Source data
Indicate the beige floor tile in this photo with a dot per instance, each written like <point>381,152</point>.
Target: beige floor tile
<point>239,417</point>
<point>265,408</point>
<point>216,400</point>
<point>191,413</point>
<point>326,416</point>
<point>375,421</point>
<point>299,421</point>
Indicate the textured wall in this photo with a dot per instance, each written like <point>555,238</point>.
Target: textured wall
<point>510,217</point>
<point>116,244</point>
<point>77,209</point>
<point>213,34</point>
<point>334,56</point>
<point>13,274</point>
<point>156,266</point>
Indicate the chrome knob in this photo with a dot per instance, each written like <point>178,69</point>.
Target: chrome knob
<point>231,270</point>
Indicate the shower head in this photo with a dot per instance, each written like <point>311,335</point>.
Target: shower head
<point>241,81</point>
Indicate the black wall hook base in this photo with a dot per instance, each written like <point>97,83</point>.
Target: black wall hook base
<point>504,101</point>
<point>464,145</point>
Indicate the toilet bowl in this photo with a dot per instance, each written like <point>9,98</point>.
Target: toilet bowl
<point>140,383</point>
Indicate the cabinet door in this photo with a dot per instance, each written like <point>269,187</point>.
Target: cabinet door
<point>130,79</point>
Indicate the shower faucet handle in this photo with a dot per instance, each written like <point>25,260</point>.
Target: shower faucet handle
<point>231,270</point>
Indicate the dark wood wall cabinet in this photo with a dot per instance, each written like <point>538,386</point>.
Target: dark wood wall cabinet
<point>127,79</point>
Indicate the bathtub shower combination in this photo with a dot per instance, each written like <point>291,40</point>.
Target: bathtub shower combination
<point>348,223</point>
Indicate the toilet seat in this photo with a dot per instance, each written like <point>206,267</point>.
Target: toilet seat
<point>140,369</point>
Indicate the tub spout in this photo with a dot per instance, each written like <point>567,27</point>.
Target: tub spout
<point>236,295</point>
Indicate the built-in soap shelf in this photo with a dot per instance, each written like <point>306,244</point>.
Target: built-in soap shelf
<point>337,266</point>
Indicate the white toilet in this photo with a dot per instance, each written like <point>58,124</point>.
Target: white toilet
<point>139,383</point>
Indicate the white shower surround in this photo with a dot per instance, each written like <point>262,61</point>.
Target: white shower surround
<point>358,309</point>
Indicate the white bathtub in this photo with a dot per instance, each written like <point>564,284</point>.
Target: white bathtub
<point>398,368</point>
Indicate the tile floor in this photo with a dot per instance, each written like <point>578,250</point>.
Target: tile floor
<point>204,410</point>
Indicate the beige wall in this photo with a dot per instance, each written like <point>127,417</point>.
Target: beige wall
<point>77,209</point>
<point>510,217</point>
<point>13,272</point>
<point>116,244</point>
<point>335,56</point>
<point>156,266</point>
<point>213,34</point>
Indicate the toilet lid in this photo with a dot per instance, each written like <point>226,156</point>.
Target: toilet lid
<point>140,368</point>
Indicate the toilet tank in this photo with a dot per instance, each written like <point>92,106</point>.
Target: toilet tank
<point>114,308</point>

==

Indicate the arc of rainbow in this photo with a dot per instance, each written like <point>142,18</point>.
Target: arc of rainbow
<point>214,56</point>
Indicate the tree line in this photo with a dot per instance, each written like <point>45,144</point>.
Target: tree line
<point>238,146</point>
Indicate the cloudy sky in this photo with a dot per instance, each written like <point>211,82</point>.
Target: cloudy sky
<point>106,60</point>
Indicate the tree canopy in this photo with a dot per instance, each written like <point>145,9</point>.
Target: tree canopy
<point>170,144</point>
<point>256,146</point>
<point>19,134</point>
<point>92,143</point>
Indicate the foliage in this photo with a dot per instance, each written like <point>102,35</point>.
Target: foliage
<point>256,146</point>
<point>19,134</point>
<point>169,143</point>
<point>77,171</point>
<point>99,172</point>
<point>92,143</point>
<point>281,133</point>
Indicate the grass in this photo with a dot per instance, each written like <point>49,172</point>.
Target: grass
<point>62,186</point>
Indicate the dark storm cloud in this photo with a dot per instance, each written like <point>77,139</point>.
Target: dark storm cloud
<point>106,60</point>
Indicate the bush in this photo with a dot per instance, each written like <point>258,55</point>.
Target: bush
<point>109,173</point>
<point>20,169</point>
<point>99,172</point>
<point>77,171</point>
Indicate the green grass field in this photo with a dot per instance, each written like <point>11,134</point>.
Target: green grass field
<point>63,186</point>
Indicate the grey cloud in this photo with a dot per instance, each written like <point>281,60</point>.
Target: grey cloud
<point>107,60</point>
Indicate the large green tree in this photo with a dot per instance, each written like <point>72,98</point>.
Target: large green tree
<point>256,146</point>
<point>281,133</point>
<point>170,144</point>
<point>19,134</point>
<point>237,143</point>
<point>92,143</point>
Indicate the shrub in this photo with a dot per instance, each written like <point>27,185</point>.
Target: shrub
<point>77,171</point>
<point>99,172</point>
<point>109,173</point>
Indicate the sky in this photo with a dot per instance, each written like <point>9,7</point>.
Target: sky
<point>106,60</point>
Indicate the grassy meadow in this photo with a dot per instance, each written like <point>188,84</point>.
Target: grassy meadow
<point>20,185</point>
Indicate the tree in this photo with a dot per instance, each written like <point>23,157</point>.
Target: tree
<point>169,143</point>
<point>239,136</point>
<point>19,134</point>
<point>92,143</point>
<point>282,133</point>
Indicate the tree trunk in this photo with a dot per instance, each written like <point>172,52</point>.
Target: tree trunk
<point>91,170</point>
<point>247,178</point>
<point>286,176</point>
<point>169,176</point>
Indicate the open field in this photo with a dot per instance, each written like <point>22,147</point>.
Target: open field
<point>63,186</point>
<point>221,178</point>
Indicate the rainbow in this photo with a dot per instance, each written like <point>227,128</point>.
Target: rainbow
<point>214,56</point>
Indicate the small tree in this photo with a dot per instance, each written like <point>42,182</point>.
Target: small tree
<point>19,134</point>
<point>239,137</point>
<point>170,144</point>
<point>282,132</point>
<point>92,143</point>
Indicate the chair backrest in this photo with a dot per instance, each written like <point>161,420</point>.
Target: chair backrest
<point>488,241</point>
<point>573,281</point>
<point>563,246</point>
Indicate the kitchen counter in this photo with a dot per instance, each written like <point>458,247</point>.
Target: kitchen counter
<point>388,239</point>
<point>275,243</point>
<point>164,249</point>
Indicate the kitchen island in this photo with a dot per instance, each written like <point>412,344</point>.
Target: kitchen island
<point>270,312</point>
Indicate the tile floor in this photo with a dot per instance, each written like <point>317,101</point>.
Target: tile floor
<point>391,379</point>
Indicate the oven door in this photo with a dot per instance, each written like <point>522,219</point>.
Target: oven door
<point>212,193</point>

EXERCISE DIRECTIONS. Please reproduce the lines above word for word, starting at the line that contains "Indicate the cabinet" and ending at the line that contains "<point>140,368</point>", with both of those lines included.

SOLUTION FOR THIS EXERCISE.
Indicate the cabinet door in this photo with a dot per instance, each written like <point>269,187</point>.
Target: cabinet door
<point>130,79</point>
Indicate the shower faucet handle in this photo with a dot per instance, each written like <point>25,260</point>.
Target: shower faucet handle
<point>231,270</point>
Indicate the dark wood wall cabinet in this photo with a dot per instance, each written like <point>538,386</point>.
Target: dark wood wall cabinet
<point>127,79</point>
Indicate the bathtub shower combination in this photo with a dot per instance, each written like <point>291,40</point>.
Target: bathtub shower combination
<point>348,223</point>
Indicate the toilet seat in this photo with a dot per instance, each written like <point>206,267</point>.
Target: toilet seat
<point>140,369</point>
Indicate the tub spout in this photo with a dot per instance, each written like <point>567,27</point>.
Target: tub spout
<point>236,295</point>
Indicate the built-in soap shelf in this photo with a dot per instance, each written like <point>306,244</point>.
Target: built-in soap shelf
<point>337,266</point>
Indicate the white toilet in this photo with a dot per instance, each written like <point>58,124</point>.
Target: white toilet
<point>139,383</point>
Indicate the white shower surround in this photo with a dot per instance, each written like <point>262,61</point>.
Target: white shower surround
<point>358,309</point>
Indicate the white bathtub in this photo with a dot per instance, each written like <point>564,284</point>.
Target: white bathtub
<point>398,368</point>
Indicate the tile floor in this photo with a dot per instance, each written like <point>578,250</point>.
Target: tile floor
<point>204,410</point>
Indicate the beige wall in this photo with a dot per instance, each written like <point>127,417</point>.
Target: beige wall
<point>77,209</point>
<point>510,217</point>
<point>13,272</point>
<point>116,244</point>
<point>335,56</point>
<point>156,266</point>
<point>213,34</point>
Indicate the toilet lid in this photo with a dot per instance, each written like <point>226,156</point>.
Target: toilet lid
<point>140,368</point>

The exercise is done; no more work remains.